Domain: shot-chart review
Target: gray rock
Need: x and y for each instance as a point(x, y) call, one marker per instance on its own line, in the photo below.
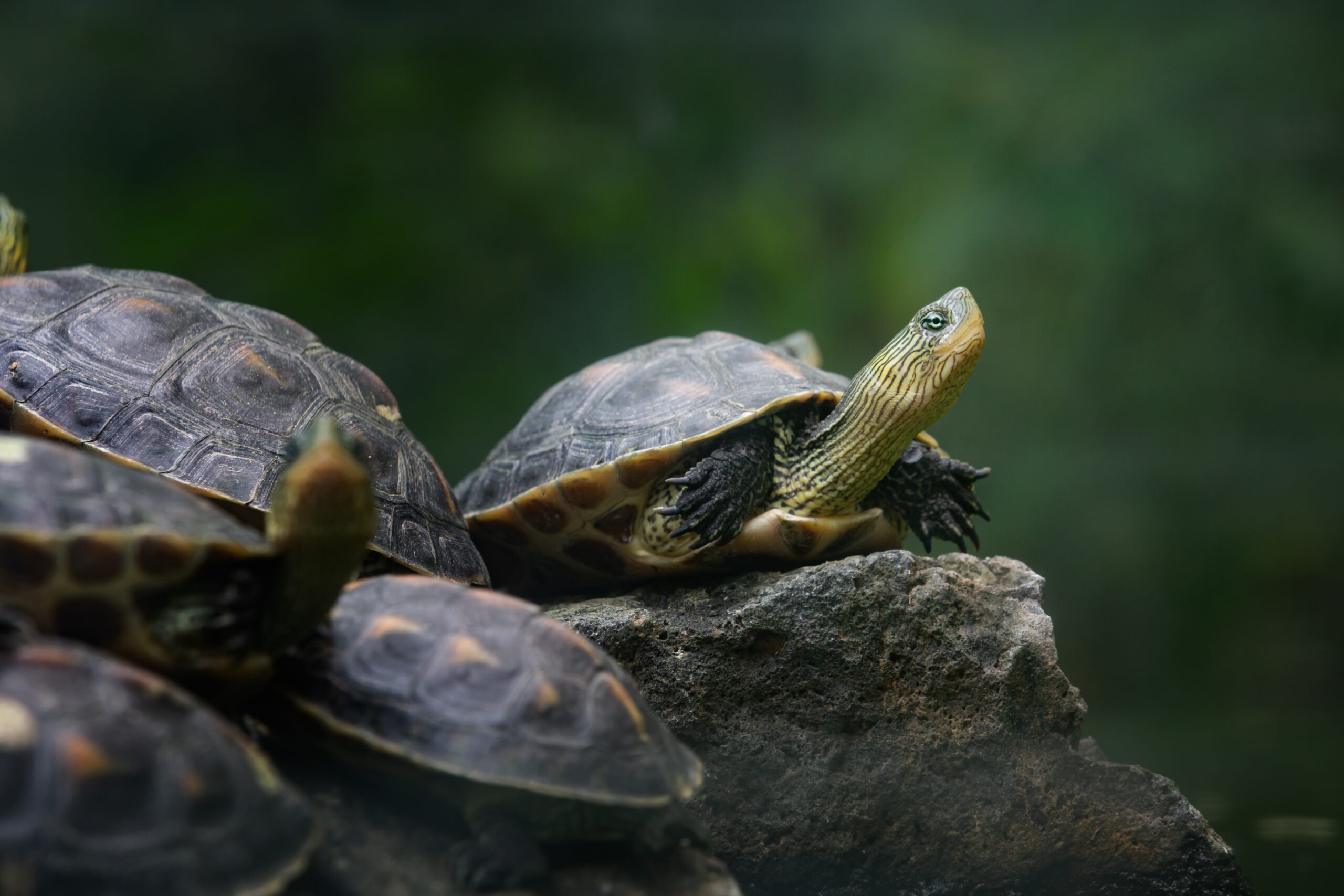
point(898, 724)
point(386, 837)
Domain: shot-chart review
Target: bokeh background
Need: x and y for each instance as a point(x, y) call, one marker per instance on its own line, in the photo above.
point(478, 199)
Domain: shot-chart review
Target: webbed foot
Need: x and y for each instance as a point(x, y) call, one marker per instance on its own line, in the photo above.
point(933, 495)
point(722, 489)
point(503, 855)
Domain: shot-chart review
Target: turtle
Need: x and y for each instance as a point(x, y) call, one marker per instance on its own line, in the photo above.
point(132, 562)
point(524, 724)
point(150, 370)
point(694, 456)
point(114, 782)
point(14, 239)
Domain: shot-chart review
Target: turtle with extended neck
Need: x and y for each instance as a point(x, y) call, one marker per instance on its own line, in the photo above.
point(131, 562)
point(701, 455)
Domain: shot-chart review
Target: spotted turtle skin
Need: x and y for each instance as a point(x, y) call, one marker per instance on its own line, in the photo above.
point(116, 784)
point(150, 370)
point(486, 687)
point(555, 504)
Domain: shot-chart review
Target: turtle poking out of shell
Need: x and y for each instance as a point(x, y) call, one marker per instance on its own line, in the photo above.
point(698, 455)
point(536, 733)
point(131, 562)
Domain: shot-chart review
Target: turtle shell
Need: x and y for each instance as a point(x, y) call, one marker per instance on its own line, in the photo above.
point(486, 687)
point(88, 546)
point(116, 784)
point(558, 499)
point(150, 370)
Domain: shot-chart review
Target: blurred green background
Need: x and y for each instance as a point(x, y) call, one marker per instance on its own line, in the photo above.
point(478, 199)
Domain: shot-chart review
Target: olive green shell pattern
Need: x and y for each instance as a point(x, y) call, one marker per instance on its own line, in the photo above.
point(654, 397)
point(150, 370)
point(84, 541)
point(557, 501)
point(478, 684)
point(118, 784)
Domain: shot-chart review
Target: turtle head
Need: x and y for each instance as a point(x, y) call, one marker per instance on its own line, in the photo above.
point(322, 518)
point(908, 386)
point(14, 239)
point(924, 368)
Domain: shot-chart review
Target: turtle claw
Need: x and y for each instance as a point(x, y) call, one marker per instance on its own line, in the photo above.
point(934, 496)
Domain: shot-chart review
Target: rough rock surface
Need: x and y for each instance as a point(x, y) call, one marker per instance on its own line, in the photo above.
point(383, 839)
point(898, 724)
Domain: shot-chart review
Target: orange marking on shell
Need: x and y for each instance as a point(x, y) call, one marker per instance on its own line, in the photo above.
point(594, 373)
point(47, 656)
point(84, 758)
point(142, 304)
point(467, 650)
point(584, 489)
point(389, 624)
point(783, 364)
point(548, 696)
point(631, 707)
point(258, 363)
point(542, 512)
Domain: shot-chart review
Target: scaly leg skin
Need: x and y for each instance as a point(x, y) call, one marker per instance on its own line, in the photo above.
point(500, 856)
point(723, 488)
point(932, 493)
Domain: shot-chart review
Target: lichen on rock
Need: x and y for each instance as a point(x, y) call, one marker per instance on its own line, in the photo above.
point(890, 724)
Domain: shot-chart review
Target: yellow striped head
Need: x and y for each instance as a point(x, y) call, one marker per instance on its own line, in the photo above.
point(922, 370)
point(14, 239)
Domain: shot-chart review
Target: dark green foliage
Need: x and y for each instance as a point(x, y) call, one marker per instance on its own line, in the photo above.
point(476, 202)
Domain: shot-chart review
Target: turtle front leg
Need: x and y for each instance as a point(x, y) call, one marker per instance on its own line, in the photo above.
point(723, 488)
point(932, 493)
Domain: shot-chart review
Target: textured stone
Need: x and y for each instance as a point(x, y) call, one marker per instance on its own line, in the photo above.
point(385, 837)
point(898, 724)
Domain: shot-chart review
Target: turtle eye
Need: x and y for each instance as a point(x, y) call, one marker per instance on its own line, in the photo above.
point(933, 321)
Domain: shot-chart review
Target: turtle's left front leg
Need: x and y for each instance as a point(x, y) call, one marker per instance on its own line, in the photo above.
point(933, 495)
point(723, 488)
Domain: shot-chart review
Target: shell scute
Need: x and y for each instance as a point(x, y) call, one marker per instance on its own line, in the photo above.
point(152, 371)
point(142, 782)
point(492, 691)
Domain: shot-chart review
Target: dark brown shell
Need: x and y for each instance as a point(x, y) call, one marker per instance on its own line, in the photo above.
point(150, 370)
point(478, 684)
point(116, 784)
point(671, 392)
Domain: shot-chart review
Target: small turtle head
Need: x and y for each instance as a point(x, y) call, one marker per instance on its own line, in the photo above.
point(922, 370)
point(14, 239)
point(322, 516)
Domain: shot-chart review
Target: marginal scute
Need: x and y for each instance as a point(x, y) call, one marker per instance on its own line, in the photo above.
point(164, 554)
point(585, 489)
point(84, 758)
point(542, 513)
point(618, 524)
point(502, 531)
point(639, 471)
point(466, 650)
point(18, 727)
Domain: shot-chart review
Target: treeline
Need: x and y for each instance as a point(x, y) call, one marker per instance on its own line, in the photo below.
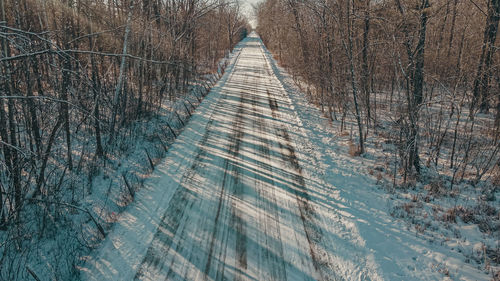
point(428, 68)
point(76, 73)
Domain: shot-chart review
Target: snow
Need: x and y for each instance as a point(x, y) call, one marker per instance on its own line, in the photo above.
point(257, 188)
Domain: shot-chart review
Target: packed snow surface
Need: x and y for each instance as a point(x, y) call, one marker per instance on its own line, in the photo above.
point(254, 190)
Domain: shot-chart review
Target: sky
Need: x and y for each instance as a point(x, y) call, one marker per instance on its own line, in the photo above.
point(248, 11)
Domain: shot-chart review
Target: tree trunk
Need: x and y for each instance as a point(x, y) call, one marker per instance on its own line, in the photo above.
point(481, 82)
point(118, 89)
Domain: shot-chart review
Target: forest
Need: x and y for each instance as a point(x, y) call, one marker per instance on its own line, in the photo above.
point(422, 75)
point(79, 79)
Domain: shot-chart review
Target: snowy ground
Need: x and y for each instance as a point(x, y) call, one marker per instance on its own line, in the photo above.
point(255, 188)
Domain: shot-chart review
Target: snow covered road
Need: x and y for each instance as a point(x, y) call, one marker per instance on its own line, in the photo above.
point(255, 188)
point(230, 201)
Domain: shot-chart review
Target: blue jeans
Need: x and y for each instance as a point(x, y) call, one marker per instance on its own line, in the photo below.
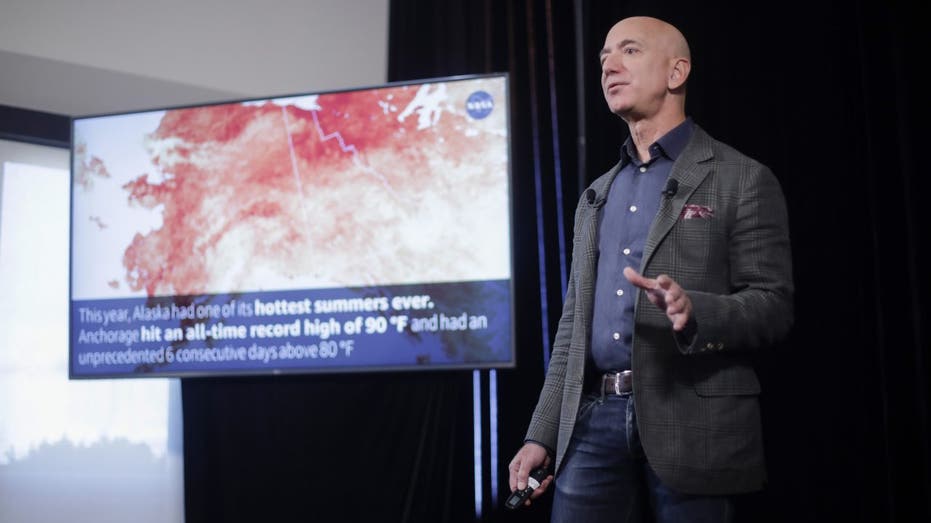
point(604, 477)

■ **Your goal**
Copy all of the records verbatim, omitting the pictures.

■ **Written reply**
Domain: shot-chart review
Target: gray rock
Need: x and y for each instance as a point(x, y) call, one marker per instance on its own line, in the photo below.
point(898, 724)
point(386, 837)
Domain: shot-chart review
Target: bokeh background
Need: x and y for each instance as a point(x, y) call, one marker per instance on its own line, in the photo above.
point(478, 199)
Domain: shot-chart review
Target: webbed foot
Need: x and y for each instance as a point(x, y) call, one marker per instance on its own line, in the photo above.
point(933, 495)
point(722, 489)
point(503, 855)
Domain: shot-chart review
Target: turtle
Need: x and y for each instance as a point(x, y) call, one marker per instance on its own line, in the photo above.
point(132, 562)
point(524, 724)
point(150, 370)
point(694, 456)
point(114, 782)
point(14, 239)
Domain: shot-chart review
Target: turtle with extended neck
Need: x and y for each instance as a point(x, y) call, one marker per instance on its own line, in the photo above.
point(131, 562)
point(701, 455)
Domain: shot-chart review
Target: spotted turtle skin
Need: x and y for each instance as a point(x, y) call, one marker per instance on its own line, in the photo above.
point(116, 784)
point(150, 370)
point(486, 687)
point(555, 504)
Domain: shot-chart review
Target: turtle poking out of shell
Need: x and y for each instance as a point(x, y) call, one marker per instance on its own line, in the photo above.
point(698, 455)
point(536, 733)
point(131, 562)
Domain: shot-chart review
Target: turtle shell
Need: x and y for each instance as a point(x, y) call, one marker per instance on its own line, in the photo above.
point(486, 687)
point(88, 546)
point(116, 784)
point(558, 499)
point(150, 370)
Domain: shot-chart review
Target: blurred green background
Need: x and y for each instance as a point(x, y) call, one marker per instance on its own line, in the photo above.
point(478, 199)
Domain: shot-chart review
Target: olive green shell pattern
Need: x and y for each instance as a point(x, y) call, one marker per instance on its own line, in the photo above.
point(654, 397)
point(150, 370)
point(84, 541)
point(557, 501)
point(478, 684)
point(118, 784)
Domain: shot-chart review
Target: turtle head
Need: x and y for each instance as a point(x, y) call, one marker per instance on its own line, in the photo above.
point(322, 518)
point(908, 386)
point(14, 239)
point(924, 368)
Domain: shot-chart review
Target: turtle claw
Need: x and y for each instance as a point(x, y) call, one marker per instance on its own line, in the photo above.
point(934, 496)
Domain: shot-chart review
Target: rough rock surface
Need: x and y for each instance as a point(x, y) call, one marker per instance on its own line, in the photo above.
point(383, 839)
point(898, 724)
Domain: shot-chart review
Target: orange marking on shell
Need: x and y for each instance as a point(x, y) call, one marker per instance on its own line, in the photo above.
point(594, 373)
point(47, 656)
point(84, 758)
point(142, 304)
point(467, 650)
point(584, 489)
point(389, 624)
point(783, 364)
point(548, 696)
point(631, 707)
point(258, 363)
point(542, 512)
Domain: shot-chart review
Target: scaly leg skin
Need: x and y for each instance as a point(x, y) call, one marker per instance on its own line, in the photo above.
point(500, 856)
point(723, 488)
point(932, 493)
Domain: shot-chart review
Target: lichen on rock
Need: x and y for each instance as a point(x, y) call, one marker per instance on its own line, in the photo above.
point(890, 724)
Domain: shot-chart review
Target: yellow striped head
Need: x and y for each instance as a point(x, y) call, one marker per instance on its own line, in the photo above.
point(922, 370)
point(14, 239)
Domain: shot-chart review
Target: dark green foliage
Need: x and y for each instance as a point(x, y) call, one marker per instance on its own line, in the photo above.
point(476, 202)
Domain: shot-chart review
Target: turtle front leg
Need: x and y for each instance as a point(x, y) call, one marker per instance on its own line, in the photo above.
point(723, 488)
point(932, 493)
Domain: shot-chart review
Target: textured stone
Need: x and y for each instance as a point(x, y) call, one marker per instance on its own line, in the photo above.
point(385, 837)
point(898, 724)
Domain: shot-chart review
Target: turtle eye
Need: x and y for each instance as a point(x, y) call, one marker per instance on its own line, in the photo above.
point(933, 321)
Domain: shot-chart review
Target: turtle's left front leg
Need: x and y for each instance as a point(x, y) call, one marker per instance on its own line, in the photo above.
point(933, 495)
point(723, 488)
Domain: shot-chart review
Target: shell scute
Need: x and y for each instance as a point(x, y) call, one marker per instance on its own line, in the photo above.
point(152, 371)
point(142, 782)
point(492, 691)
Domain: shot-chart review
Target: dark brown shell
Need: x and y for each instance as a point(x, y) call, one marker per instance on its own line, in the photo above.
point(150, 370)
point(478, 684)
point(116, 784)
point(671, 392)
Domain: shot-chart review
Target: small turtle head
Need: x and y for each instance as a point(x, y) call, one marker per instance on its own line, in the photo above.
point(922, 370)
point(14, 239)
point(322, 516)
Domain: shot-chart review
Target: marginal scute
Need: x and y for each instance as a point(x, y) call, one marker per instance on its own line, in the photo above.
point(164, 554)
point(585, 489)
point(84, 758)
point(542, 513)
point(618, 524)
point(502, 531)
point(639, 471)
point(466, 650)
point(18, 727)
Domain: shot-chart review
Target: treeline
Need: x and y for each instance as a point(x, y) call, one marker per instance on its own line, in the photo below.
point(428, 68)
point(76, 73)
Domain: shot-chart review
Target: snow
Need: x and y for each instance as a point(x, y) call, one marker per instance on its own line, in the photo above.
point(257, 188)
Domain: shot-chart review
Target: packed snow surface
Need: x and y for each instance as a point(x, y) call, one marker per instance on its own line, in the photo above.
point(254, 190)
Domain: shot-chart review
Target: sky
Need: x and y for each instance as a point(x, y) call, one marker per instance on its own line, in the photo above.
point(248, 11)
Domain: shot-chart review
Target: tree trunk
Need: x and y for each instance as a point(x, y) call, one marker per instance on its own line, in the photo above.
point(481, 82)
point(118, 89)
Domain: shot-chart review
Target: forest
Need: x and y for each instance as a point(x, y) call, one marker per instance on its own line, in the photo above.
point(422, 75)
point(79, 79)
Domain: shot-chart review
Target: snowy ground
Need: x and y for each instance as a point(x, y) call, one marker per instance on its own line, in the photo above.
point(255, 188)
Domain: shot-chart review
Target: snow covered road
Need: x and y for each instance as a point(x, y) call, one marker per instance on its own line, in the photo above.
point(255, 188)
point(230, 201)
Domain: shot-chart review
Target: blue jeans
Need: x and y for each instance as a point(x, y) call, one marker per instance on its own line, in the photo below.
point(604, 477)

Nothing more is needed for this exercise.